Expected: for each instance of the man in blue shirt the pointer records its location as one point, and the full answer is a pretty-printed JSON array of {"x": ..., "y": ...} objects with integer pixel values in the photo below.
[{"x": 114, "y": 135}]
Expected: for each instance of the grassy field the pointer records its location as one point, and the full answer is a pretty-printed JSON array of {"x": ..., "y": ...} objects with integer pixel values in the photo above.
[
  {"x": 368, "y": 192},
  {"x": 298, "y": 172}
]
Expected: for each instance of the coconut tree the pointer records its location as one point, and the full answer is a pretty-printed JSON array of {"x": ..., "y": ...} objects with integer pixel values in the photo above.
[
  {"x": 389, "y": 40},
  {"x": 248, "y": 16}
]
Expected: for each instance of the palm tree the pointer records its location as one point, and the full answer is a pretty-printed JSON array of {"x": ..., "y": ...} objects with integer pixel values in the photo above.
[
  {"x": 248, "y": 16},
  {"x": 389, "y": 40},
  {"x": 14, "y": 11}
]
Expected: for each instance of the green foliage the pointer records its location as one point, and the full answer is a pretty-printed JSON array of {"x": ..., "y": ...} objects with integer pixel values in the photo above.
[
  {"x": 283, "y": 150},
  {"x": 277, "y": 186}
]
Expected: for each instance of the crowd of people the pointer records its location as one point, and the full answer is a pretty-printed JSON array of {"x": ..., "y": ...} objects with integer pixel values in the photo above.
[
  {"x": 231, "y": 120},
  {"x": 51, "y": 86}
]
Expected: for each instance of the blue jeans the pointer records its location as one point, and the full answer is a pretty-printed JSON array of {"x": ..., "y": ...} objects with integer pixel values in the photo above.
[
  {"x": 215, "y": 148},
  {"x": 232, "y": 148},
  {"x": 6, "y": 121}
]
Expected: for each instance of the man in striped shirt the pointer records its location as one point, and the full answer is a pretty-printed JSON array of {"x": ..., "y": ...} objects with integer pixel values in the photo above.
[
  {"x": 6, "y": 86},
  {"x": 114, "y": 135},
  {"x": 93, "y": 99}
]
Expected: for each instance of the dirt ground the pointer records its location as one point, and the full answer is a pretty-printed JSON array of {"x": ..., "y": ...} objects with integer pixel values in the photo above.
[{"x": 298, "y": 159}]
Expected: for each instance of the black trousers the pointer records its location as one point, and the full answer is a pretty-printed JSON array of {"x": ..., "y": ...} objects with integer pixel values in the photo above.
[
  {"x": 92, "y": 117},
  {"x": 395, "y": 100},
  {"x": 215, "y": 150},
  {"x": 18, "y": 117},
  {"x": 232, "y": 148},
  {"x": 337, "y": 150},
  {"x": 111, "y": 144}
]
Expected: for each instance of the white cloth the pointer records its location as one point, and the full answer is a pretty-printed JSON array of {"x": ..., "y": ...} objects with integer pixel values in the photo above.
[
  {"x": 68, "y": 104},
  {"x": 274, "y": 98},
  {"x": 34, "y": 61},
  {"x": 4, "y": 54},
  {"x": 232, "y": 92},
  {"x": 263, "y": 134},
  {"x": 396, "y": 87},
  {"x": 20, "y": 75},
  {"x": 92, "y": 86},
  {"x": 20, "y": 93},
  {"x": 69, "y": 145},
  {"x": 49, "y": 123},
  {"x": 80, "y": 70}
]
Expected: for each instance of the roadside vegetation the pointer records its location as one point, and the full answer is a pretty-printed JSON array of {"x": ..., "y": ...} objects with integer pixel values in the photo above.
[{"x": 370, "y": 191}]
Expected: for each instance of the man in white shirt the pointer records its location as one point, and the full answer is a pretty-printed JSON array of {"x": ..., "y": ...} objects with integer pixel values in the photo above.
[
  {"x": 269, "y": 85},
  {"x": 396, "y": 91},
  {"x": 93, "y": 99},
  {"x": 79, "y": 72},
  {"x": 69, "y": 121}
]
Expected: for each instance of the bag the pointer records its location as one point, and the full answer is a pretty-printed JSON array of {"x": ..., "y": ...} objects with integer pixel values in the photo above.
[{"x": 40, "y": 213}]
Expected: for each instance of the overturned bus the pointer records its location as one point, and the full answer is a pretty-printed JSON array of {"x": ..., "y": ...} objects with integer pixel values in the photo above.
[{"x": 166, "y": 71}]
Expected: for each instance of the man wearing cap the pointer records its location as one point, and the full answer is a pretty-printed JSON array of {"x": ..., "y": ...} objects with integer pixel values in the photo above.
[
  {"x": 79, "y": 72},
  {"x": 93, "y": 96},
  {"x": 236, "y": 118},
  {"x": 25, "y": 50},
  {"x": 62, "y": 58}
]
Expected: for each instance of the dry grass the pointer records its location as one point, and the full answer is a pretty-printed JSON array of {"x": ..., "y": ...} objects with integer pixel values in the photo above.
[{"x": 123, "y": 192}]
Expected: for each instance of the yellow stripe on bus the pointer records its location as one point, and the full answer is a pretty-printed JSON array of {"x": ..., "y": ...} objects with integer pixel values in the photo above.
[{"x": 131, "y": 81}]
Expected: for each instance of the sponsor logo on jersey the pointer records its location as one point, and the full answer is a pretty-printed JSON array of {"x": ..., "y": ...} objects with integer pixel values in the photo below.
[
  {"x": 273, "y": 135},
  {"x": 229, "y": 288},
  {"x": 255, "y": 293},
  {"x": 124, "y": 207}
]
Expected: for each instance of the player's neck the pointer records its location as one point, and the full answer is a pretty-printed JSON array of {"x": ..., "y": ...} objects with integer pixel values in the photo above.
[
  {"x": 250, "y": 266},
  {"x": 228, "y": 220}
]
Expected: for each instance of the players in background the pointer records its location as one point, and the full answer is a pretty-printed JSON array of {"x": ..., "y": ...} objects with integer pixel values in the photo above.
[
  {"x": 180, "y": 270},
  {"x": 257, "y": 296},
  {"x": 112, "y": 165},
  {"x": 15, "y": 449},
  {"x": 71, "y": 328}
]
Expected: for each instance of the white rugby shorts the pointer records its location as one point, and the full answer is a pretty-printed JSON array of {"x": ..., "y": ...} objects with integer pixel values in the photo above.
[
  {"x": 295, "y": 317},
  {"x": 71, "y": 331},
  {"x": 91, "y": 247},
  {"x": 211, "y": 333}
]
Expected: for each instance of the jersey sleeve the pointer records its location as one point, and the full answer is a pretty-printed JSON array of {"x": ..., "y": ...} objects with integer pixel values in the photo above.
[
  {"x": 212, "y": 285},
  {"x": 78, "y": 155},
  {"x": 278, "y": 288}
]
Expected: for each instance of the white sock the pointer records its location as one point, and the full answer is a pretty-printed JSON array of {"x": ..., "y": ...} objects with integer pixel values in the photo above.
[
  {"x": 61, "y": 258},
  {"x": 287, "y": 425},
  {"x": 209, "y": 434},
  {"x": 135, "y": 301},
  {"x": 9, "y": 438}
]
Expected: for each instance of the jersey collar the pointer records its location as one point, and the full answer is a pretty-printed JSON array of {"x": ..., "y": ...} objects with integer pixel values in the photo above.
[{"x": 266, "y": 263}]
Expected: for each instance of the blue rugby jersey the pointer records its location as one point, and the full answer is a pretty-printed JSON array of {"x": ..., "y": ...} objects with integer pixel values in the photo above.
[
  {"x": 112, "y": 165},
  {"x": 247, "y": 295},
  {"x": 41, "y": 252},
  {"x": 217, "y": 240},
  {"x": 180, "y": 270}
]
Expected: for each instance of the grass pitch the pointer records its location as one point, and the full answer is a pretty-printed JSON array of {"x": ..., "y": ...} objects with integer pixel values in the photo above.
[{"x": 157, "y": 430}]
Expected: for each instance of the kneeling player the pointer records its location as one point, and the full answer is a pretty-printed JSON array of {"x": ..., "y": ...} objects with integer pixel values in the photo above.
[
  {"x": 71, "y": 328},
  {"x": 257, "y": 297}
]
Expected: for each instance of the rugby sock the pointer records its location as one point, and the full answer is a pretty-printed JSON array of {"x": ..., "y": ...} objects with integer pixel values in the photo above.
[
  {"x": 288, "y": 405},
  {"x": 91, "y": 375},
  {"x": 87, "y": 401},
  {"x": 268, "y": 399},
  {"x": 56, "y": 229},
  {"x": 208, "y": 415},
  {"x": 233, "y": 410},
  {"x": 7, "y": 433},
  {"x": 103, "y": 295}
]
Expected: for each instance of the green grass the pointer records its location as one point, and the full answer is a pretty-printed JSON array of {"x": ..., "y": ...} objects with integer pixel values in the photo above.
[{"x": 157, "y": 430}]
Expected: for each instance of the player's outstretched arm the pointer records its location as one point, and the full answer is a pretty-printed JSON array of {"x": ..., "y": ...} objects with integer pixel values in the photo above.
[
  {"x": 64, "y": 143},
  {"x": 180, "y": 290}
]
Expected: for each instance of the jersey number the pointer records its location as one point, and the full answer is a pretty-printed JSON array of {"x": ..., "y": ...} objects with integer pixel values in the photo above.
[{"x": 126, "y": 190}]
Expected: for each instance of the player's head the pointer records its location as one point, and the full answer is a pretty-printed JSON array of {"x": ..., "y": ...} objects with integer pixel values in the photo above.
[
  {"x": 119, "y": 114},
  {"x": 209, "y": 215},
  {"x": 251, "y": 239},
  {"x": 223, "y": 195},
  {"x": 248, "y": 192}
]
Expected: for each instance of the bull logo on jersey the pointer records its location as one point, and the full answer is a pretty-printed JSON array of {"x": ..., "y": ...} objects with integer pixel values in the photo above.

------------

__What needs to be done__
Print nothing but the lines from the line with "Expected: for each instance of the jersey number" to the last line of the records above. Both of those lines count.

__Output for this task__
Expected: for each instance of the jersey number the pointer records its location as one point, and the full answer is a pretty-printed JSON array of {"x": ..., "y": ...} objects with integer pixel values in the photo above.
[{"x": 126, "y": 190}]
Expected: for each instance of the player's head the pointer records its location as one point, and the full answer is a pretty-printed JSON array of {"x": ..., "y": ...} objects with integer pixel values in the photo above.
[
  {"x": 119, "y": 114},
  {"x": 209, "y": 215},
  {"x": 251, "y": 239},
  {"x": 223, "y": 195},
  {"x": 248, "y": 192}
]
Expected: for each instance of the bull logo on jersey the pointer records its location as one point, and the full answer is a pretty-printed JSON array of {"x": ..., "y": ...} objects with integer pixel values in the photo above.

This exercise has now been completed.